ARBEITSAUFTRAG: Setzen Sie bitte den Text über den Dokumentarfilm zur Stroessner-Diktatur in Paraguay fort und knüpfen Sie dabei an seinen letzten Satz an.

AUSGEWÄHLTER ABSCHNITT:

====

PRY, ARG, USA, FRA, DEU 2025, Panorama
Über die Militärdiktaturen in Brasilien (1964-1985), Argentinien (1966-1973) und Chile (1973-1990) ist schon viel gesagt worden. Die 35 Jahre dauernde Diktatur im benachbarten Paraguay steht im Vergleich dazu weniger oft im Blickpunkt. Unter dem Vorwand, la paz y el progreso („Frieden und Fortschritt“) zu garantieren, übernahm General Alfredo Stroessner 1954 die Macht und blieb bis 1989 in der Hauptstadt Asunción im Amt.
Juanjo Pereiras historischer Dokumentarfilm Bajo las banderas, el sol (Under the Flags, the Sun) basiert auf der Wiederherstellung von Bild- und Tonarchiven aus mehr als drei Jahrzehnten, die die Stroessner-Regierung, die Reaktion der Bevölkerung auf die Diktatur und die Kommentare der internationalen Presse aus den Vereinigten Staaten, Frankreich, Deutschland und Brasilien zeigen. Durch kreativen und intelligenten Schnitt konstruiert der Film eine zugängliche Erzählung über den Aufstieg und Fall des paraguayischen Diktators und seiner Regierung.

====

DATENSÄTZE:
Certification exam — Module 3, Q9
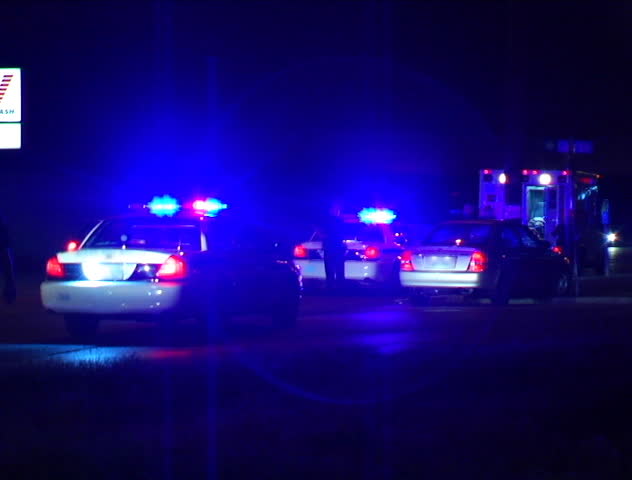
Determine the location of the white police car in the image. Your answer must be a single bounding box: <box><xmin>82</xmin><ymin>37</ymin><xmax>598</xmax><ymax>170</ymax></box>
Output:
<box><xmin>294</xmin><ymin>208</ymin><xmax>404</xmax><ymax>286</ymax></box>
<box><xmin>41</xmin><ymin>196</ymin><xmax>301</xmax><ymax>338</ymax></box>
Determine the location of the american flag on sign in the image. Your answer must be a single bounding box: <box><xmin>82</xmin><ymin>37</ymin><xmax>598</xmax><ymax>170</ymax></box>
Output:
<box><xmin>0</xmin><ymin>74</ymin><xmax>13</xmax><ymax>102</ymax></box>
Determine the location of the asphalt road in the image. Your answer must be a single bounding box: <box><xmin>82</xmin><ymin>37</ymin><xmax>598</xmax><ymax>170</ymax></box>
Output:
<box><xmin>0</xmin><ymin>282</ymin><xmax>632</xmax><ymax>479</ymax></box>
<box><xmin>0</xmin><ymin>279</ymin><xmax>632</xmax><ymax>363</ymax></box>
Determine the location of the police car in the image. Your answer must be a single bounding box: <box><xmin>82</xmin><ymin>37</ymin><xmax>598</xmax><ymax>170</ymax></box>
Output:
<box><xmin>41</xmin><ymin>196</ymin><xmax>302</xmax><ymax>338</ymax></box>
<box><xmin>294</xmin><ymin>208</ymin><xmax>403</xmax><ymax>286</ymax></box>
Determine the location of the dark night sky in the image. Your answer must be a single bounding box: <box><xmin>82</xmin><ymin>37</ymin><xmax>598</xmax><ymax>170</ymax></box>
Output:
<box><xmin>0</xmin><ymin>0</ymin><xmax>632</xmax><ymax>260</ymax></box>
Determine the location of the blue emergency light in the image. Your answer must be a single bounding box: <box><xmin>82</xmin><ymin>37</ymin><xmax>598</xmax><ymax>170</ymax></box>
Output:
<box><xmin>147</xmin><ymin>195</ymin><xmax>180</xmax><ymax>217</ymax></box>
<box><xmin>358</xmin><ymin>208</ymin><xmax>397</xmax><ymax>225</ymax></box>
<box><xmin>191</xmin><ymin>198</ymin><xmax>228</xmax><ymax>217</ymax></box>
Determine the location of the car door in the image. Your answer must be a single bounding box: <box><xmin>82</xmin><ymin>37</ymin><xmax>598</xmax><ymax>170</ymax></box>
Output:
<box><xmin>517</xmin><ymin>226</ymin><xmax>557</xmax><ymax>292</ymax></box>
<box><xmin>498</xmin><ymin>225</ymin><xmax>530</xmax><ymax>292</ymax></box>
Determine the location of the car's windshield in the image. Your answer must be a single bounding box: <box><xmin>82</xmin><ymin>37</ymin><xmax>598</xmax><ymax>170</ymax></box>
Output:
<box><xmin>84</xmin><ymin>219</ymin><xmax>201</xmax><ymax>251</ymax></box>
<box><xmin>424</xmin><ymin>223</ymin><xmax>492</xmax><ymax>247</ymax></box>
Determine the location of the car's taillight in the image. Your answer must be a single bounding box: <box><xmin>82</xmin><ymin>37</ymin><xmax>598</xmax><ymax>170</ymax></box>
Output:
<box><xmin>156</xmin><ymin>255</ymin><xmax>186</xmax><ymax>280</ymax></box>
<box><xmin>399</xmin><ymin>250</ymin><xmax>415</xmax><ymax>272</ymax></box>
<box><xmin>467</xmin><ymin>251</ymin><xmax>487</xmax><ymax>273</ymax></box>
<box><xmin>46</xmin><ymin>255</ymin><xmax>64</xmax><ymax>278</ymax></box>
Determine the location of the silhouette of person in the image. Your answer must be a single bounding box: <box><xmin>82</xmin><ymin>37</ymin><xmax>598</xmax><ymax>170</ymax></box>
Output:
<box><xmin>321</xmin><ymin>204</ymin><xmax>347</xmax><ymax>289</ymax></box>
<box><xmin>0</xmin><ymin>217</ymin><xmax>16</xmax><ymax>304</ymax></box>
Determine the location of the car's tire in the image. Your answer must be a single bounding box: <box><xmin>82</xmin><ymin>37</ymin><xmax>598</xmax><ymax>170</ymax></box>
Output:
<box><xmin>490</xmin><ymin>273</ymin><xmax>512</xmax><ymax>306</ymax></box>
<box><xmin>386</xmin><ymin>263</ymin><xmax>402</xmax><ymax>294</ymax></box>
<box><xmin>64</xmin><ymin>314</ymin><xmax>99</xmax><ymax>343</ymax></box>
<box><xmin>409</xmin><ymin>295</ymin><xmax>431</xmax><ymax>307</ymax></box>
<box><xmin>551</xmin><ymin>272</ymin><xmax>572</xmax><ymax>297</ymax></box>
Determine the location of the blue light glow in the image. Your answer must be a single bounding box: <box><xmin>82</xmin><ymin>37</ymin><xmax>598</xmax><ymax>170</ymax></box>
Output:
<box><xmin>358</xmin><ymin>208</ymin><xmax>397</xmax><ymax>224</ymax></box>
<box><xmin>147</xmin><ymin>195</ymin><xmax>180</xmax><ymax>217</ymax></box>
<box><xmin>192</xmin><ymin>198</ymin><xmax>228</xmax><ymax>217</ymax></box>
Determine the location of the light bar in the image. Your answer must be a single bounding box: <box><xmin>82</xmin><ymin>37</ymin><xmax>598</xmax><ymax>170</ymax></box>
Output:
<box><xmin>147</xmin><ymin>195</ymin><xmax>180</xmax><ymax>217</ymax></box>
<box><xmin>191</xmin><ymin>198</ymin><xmax>228</xmax><ymax>217</ymax></box>
<box><xmin>538</xmin><ymin>173</ymin><xmax>553</xmax><ymax>185</ymax></box>
<box><xmin>358</xmin><ymin>208</ymin><xmax>397</xmax><ymax>224</ymax></box>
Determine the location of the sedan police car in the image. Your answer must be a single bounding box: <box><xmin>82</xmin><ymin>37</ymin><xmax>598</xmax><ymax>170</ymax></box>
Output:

====

ÜBUNGSERGEBNIS:
General Stroessner wurde ohne Gegenkandidaten zum Präsidenten gewählt und regierte mit der Unterstützung der Armee und der konservativen Colorado-Partei. Wie in anderen südamerikanischen Diktaturen wurde die Figur desAnführers von seinen Anhänger*innen vergöttert: der angebliche Retter des Vaterlands und der Familie, der die Nation von der kommunistischen Bedrohung befreit hatte. Mit Unterstützung der Vereinigten Staaten nahm Paraguay zusammen mit anderen südamerikanischen Ländern an der Operation Condor teil, die offiziell zur Bekämpfung von „Terrorismus und Subversion“ durchgeführt wurde.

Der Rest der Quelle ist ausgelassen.